(Problem 1)
Answer these from the article below on China's revised filing standards for white-collar crimes:
(a) On what date were the Revised Standards issued, and by which two bodies?
(b) How many types of white-collar crimes do the Revised Standards cover, and for how many were the filing standards revised or refined?
(c) Which two bodies published the 2016 Interpretation that first set out the higher thresholds?
(Problem 2)
Carry on the article below about China's revised filing standards for white-collar crimes, starting right after its last sentence.

(Extract provided)
%%
“Doubling Down” On Corruption: China Revises Filing Standards for Prosecuting White Collar Crimes
China recently revised the filing standards for prosecuting an array of white-collar crimes. The revised standards halve the monetary thresholds for prosecuting crimes of offering or accepting bribes involving non-state functionaries. These revisions signal China’s determination to crack down on bribery and corruption. Given recent aggressive enforcement against bribe-givers and the robust handling of corruption cases targeting non-state functionaries by the Chinese authorities, multinational companies operating in China are strongly advised to assess their current compliance and operational strategies and implement effective compliance policies.
On April 29, 2022, the Supreme People’s Procuratorate (the SPP) and the Ministry of Public Security (the MPS) jointly issued the Regulations on the Standards for Filing Criminal Cases Under the Jurisdiction of the Public Security Organs for Investigation and Prosecution (II) (the Revised Standards), which revised or refined the previous filing standards, supplemental regulations, and judicial interpretations issued between 2010 and 2016.
The Revised Standards cover 78 types of white-collar crimes - the filing standards for prosecuting 61 types of crimes, including securities and futures-related crimes, illegal business operations, bribery, embezzlement, financial fraud, insurance fraud, loan fraud, money laundering, and tax evasion, have been revised or refined. The filing standards for the remaining white-collar crimes remain unchanged.
In particular, the Revised Standards halve the monetary thresholds triggering the prosecution of the crimes of accepting bribes by a non-state functionary, offering bribes to a non-state functionary1, embezzlement, and misappropriating funds, from CNY60,000 (or CNY100,000 under certain circumstances) to CNY30,000 (or CNY50,000 under certain circumstances) (see below table).
|Private Sector Crime||Criminal Threshold (2016)||Revised Standards Triggering Prosecution (2022)|
|Acceptance of bribes by a non-state functionary (Article 163, the PRC Criminal Law)||CNY60,000 (CNY20,000 if there are aggravating factors)|| |
|Offering bribes to a non-state functionary (Article 164 (1), the PRC Criminal Law)|| |
CNY60,0002 (CNY20,000 if there are aggravating factors)
CNY30,000 (CNY200,000 for entity crime)
|Embezzlement (Article 271, the PRC Criminal Law)||CNY60,000 (CNY20,000 if there are aggravating factors)||CNY30,000|
|Misappropriating funds (Article 272, the PRC Criminal Law)||CNY60,000 (CNY100,000 if funds are not returned within three months or funds are used to conduct for-profit activity)||CNY30,000 (CNY50,000 if funds are not returned within three months or funds are used to conduct for profits activity)|
The higher thresholds were initially set forth in the Interpretation of Several Issues Concerning the Application of Law in Handling Criminal Cases of Corruption and Bribery, published by the SPP and Supreme People’s Court (SPC) in 2016. It is anticipated that the SPP and SPC may issue additional judicial interpretations in alignment with the Revised Standards in the near future.
%%
(Supplied information)
%%
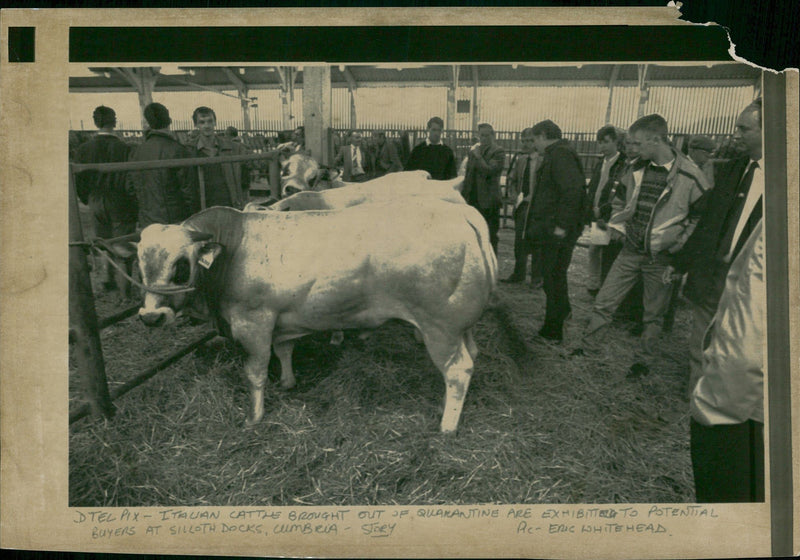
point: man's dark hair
%%
%%
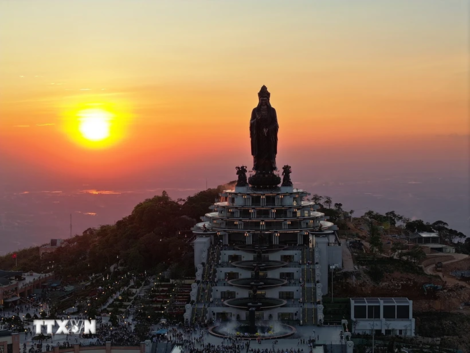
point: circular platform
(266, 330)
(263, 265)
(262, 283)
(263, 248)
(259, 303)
%%
(Answer box 1)
(a) April 29, 2022, by the Supreme People's Procuratorate (SPP) and the Ministry of Public Security (MPS).
(b) 78 types; the filing standards for 61 of them were revised or refined.
(c) The SPP and the Supreme People's Court (SPC).

(Answer box 2)
The Revised Standards reflect China’s determination to crack down on corruption, and echo the trend we have seen in recent government enforcement actions in China. Specifically:
- The Revised Standards anticipate aggressive investigation and prosecution of bribe-givers, even though enforcement against recipients of bribes has traditionally been the focus.
- The Revised Standards demonstrate robust prosecution of bribery targeting non-state functionaries. The four private sector crimes listed in the table are among the few in the Revised Standards, for which monetary thresholds triggering prosecution are lowered compared to the previous standards. Chinese Criminal Law punishes bribery targeting both non-state functionaries (i.e., private sector bribery) and state functionaries (i.e., public sector bribery). The Revised Standards lower the monetary thresholds creating individual liability for private sector bribery to the same level as public sector bribery, even as punishment for the latter-related offenses is generally more severe.
Companies should assess their policies and procedures and enhance internal controls to mitigate corruption risks as they enter an era of vigorous enforcement of anti-corruption laws in China. Anticipating and remediating risks posed by interactions with public officials is no longer sufficient.
1 Under Chinese law, “state functionaries” consist of government officials and anyone who performs public service in state-owned enterprises and organizations. The scope of a “state functionary” is not identical to “government officials” as defined in the US Foreign Corrupt Practices Act (the FCPA). For example, healthcare providers (HCPs) such as physicians and pharmacists at public hospitals in China are regarded as “government officials” under the FCPA. However, HCPs at public hospitals who solicit or accept bribes when prescribing drugs are considered “non-state functionaries” according to the SPP’s and SPC’s judicial interpretations.
2 It is disputed whether the CNY60,000 threshold applies to entity crime as the 2016 judicial interpretation does not explicitly clarify this.